Robert G. Ingersoll Quotes

“There are two things that cannot exist in the same universe—an infinite God and a martyr.”

Rome, or Reason? A Reply to Cardinal Manning. Part I. The North American Review (1888)

“I belong to the Great Church which holds the world within its starlit aisles; that claims the great and good of every race and clime; that finds with joy the grain of gold in every creed, and floods with light and love the germs of good in every soul.”

Robert G. Ingersoll, a declaration in discussion with Rev. Henry M. Field on Faith and Agnosticism, quoted in Vol. VI of Farrell's edition of his works, also in Hoyt's New Cyclopedia Of Practical Quotations (1922) edited by Kate Louise Roberts, p. 663.

“It is a waste of money to pay priests to frighten our children, and paralyze the intellect of women.”

My Reviewers Reviewed (lecture from June 27, 1877, San Francisco, CA)

“Every human being longs to be happy, to satisfy the wants of the body with food, with roof and raiment, and to feed the hunger of the mind, according to his capacity, with love, wisdom, philosophy, art and song.”

How To Reform Mankind (1896). http://www.infidels.org/library/historical/robert_ingersoll/how_to_reform_mankind.html Republished by Kessinger Publishing, Llc, 2005. http://books.google.de/books/about/How_to_Reform_Mankind.html?id=u-IpAAAACAAJ&redir_esc=y

“Blasphemy is a padlock which hypocrisy tries to put on the lips of all honest men.”

Blasphemy lecture delivered at Brooklyn, N.Y., prior to Ingersoll's departure for Europe, February 22d, 1885 (reproduced at pg. 105 https://books.google.com/books?id=4O1cDwAAQBAJ&pg=PA105&lpg=PA105&dq=Blasphemy+is+a+padlock+which+hypocrisy+tries+to+put+on+the+lips+of+all+honest+men.&source=bl&ots=I7KMCNvJ0B&sig=xOulmfPwJpuZQWqe8dBvtiJ_lms&hl=en&sa=X&ved=2ahUKEwiiuuaE6ZreAhWyOn0KHdsaAd8Q6AEwAHoECAcQAQ#v=onepage&q=Blasphemy%20is%20a%20padlock%20which%20hypocrisy%20tries%20to%20put%20on%20the%20lips%20of%20all%20honest%20men.&f=false).

########################################

■ CHALLENGE
Can you quote the Ingersoll quotes word for word, starting at "Rome, or Reason?" and stopping after "San Francisco, CA)"? The data that come next are from an unrelated source.

■ PROVIDED INFORMATION
########################################

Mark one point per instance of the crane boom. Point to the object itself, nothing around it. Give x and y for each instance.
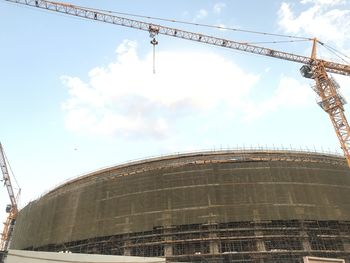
(12, 209)
(326, 88)
(92, 14)
(6, 177)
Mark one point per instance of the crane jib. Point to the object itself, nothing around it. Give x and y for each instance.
(98, 15)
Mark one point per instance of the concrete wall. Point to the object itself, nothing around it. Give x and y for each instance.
(19, 256)
(188, 189)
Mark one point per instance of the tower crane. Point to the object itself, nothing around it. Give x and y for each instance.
(314, 68)
(11, 209)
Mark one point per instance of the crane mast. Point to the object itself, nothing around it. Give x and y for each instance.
(326, 88)
(11, 209)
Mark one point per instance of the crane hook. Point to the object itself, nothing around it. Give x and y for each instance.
(154, 42)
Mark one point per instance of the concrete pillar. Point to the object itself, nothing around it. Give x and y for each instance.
(305, 241)
(127, 250)
(213, 244)
(260, 245)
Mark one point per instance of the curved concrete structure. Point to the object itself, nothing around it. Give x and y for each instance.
(221, 206)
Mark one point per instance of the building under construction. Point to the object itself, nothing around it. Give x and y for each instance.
(225, 206)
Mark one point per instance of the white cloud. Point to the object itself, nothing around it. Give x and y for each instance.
(322, 20)
(323, 2)
(125, 99)
(218, 7)
(289, 93)
(202, 13)
(222, 27)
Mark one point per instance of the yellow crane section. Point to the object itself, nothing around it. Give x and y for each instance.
(326, 88)
(12, 208)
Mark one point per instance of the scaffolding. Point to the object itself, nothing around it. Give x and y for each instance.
(226, 206)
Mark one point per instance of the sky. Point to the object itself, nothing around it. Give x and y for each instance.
(80, 95)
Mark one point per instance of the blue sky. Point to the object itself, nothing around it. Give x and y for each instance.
(79, 95)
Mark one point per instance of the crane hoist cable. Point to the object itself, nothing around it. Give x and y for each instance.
(330, 100)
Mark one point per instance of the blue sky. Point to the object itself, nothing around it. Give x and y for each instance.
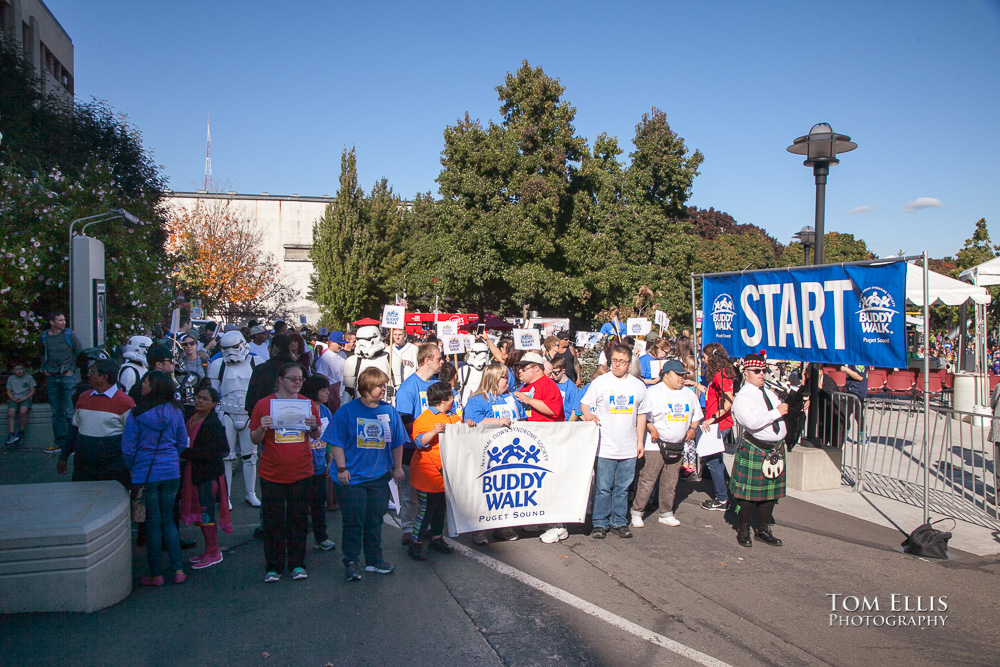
(289, 85)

########################################

■ ANSWER TO THE TASK
Rome, or Reason? A Reply to Cardinal Manning. Part I. The North American Review (1888)

“I belong to the Great Church which holds the world within its starlit aisles; that claims the great and good of every race and clime; that finds with joy the grain of gold in every creed, and floods with light and love the germs of good in every soul.”

Robert G. Ingersoll, a declaration in discussion with Rev. Henry M. Field on Faith and Agnosticism, quoted in Vol. VI of Farrell's edition of his works, also in Hoyt's New Cyclopedia Of Practical Quotations (1922) edited by Kate Louise Roberts, p. 663.

“It is a waste of money to pay priests to frighten our children, and paralyze the intellect of women.”

My Reviewers Reviewed (lecture from June 27, 1877, San Francisco, CA)